▶ Coordinate annotation records
———
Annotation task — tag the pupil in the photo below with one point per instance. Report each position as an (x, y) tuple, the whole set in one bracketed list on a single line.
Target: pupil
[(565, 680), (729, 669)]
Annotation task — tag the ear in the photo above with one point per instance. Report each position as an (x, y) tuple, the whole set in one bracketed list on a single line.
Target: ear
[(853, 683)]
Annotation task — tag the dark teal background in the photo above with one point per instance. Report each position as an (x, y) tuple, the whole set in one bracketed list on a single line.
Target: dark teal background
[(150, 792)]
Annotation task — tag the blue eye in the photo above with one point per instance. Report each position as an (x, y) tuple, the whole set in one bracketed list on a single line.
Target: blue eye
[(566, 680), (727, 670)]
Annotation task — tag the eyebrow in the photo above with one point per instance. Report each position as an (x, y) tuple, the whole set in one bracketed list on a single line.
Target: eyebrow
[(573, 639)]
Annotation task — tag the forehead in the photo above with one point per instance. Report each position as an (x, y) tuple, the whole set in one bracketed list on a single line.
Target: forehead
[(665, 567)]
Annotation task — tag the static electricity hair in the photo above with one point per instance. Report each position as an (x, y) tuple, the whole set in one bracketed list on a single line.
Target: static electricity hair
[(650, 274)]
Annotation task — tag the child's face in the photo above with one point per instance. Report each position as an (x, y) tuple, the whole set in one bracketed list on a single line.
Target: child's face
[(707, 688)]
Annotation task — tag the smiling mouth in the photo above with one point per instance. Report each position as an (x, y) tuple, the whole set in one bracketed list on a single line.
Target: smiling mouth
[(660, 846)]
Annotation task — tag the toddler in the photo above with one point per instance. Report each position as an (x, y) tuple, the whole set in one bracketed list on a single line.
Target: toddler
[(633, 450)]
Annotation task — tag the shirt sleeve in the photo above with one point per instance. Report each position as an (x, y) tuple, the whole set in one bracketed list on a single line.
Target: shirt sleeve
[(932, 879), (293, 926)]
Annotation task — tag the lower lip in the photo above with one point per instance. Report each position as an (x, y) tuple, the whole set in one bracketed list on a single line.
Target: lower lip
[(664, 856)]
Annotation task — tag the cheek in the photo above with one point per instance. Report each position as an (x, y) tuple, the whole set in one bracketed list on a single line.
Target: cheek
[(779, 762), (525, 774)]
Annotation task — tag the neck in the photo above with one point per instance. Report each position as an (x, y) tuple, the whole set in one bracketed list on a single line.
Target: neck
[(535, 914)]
———
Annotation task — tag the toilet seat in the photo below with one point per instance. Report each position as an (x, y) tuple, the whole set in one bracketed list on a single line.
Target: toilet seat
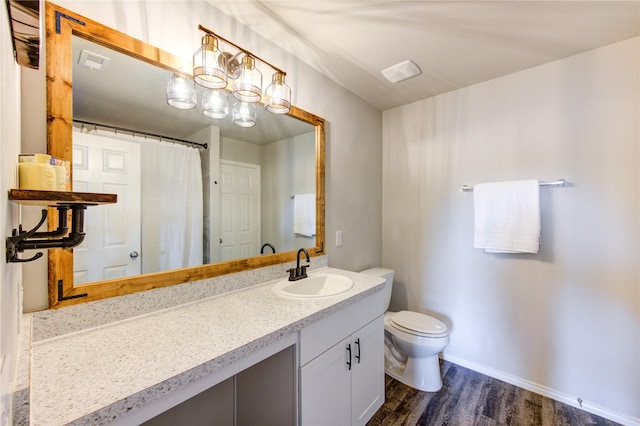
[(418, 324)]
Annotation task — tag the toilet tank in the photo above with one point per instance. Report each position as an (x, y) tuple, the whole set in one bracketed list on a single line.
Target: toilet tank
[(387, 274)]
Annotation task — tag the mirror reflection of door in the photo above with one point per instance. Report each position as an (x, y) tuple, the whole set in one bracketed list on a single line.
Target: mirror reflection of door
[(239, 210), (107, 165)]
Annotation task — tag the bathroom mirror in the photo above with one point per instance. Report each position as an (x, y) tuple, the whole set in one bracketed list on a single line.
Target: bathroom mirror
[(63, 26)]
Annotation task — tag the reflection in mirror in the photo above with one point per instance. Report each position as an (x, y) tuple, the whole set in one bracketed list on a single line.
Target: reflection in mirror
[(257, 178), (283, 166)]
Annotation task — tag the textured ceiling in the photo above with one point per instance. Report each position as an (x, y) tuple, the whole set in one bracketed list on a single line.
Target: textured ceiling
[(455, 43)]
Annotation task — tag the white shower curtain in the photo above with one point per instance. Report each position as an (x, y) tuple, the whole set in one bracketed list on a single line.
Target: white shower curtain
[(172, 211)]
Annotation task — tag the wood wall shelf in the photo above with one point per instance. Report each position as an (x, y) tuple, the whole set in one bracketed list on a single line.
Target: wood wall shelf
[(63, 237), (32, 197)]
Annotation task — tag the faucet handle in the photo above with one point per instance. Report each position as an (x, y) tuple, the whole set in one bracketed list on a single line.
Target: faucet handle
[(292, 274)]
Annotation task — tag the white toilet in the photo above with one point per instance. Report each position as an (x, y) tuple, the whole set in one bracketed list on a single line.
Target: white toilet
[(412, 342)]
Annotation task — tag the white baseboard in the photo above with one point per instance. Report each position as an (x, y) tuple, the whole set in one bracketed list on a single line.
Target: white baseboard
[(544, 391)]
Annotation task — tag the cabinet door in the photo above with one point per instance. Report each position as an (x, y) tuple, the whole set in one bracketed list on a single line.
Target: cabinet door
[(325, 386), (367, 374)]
———
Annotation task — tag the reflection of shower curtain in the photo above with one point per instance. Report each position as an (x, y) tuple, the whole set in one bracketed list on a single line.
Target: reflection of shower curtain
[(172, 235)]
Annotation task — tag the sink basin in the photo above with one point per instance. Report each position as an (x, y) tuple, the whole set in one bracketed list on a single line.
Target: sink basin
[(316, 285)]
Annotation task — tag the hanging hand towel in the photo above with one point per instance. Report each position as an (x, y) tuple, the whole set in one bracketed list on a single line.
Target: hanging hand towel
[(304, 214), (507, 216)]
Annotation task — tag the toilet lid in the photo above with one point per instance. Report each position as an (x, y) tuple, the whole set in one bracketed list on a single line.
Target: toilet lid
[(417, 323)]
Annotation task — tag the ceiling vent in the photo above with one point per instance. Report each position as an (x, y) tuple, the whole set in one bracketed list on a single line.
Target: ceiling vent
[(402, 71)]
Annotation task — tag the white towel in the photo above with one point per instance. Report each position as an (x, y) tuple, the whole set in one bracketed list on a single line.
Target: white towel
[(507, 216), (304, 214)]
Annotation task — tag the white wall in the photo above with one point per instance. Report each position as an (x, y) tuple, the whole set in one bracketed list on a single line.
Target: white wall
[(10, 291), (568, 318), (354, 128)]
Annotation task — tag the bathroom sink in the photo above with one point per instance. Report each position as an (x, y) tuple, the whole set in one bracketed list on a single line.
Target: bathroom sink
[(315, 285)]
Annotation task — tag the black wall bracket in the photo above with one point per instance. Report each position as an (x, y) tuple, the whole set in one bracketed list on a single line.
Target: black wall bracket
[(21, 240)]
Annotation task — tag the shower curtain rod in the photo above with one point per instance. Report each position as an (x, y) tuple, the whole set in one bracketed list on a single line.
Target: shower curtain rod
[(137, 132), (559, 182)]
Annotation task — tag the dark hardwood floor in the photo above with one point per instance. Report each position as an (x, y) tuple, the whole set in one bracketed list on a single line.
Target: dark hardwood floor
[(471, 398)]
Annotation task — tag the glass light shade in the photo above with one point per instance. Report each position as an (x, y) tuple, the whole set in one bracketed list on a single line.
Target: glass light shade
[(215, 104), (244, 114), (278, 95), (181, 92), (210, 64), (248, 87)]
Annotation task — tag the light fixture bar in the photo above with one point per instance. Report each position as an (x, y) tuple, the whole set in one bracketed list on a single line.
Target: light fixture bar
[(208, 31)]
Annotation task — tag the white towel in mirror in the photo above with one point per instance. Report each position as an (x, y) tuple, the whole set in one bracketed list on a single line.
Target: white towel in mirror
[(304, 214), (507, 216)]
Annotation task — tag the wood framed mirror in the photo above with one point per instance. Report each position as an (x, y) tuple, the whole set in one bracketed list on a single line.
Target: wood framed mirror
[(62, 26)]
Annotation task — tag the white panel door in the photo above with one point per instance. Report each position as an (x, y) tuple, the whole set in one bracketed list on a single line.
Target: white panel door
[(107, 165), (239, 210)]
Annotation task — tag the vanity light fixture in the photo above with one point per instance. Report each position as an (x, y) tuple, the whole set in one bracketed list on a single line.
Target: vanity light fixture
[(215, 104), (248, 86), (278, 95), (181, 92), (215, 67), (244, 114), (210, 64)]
———
▶ Problem to solve
Reproduce without any change the part of the records that opens with the line containing "Annotation task — tag the white toilet" and closes with the line containing "[(412, 342)]", including both of those lines.

▶ Final result
Annotation task — tag the white toilet in the photo above with one point per instance. Report each position as an (x, y) tuple, the whole set in one bracketed list on a single line.
Target: white toilet
[(412, 342)]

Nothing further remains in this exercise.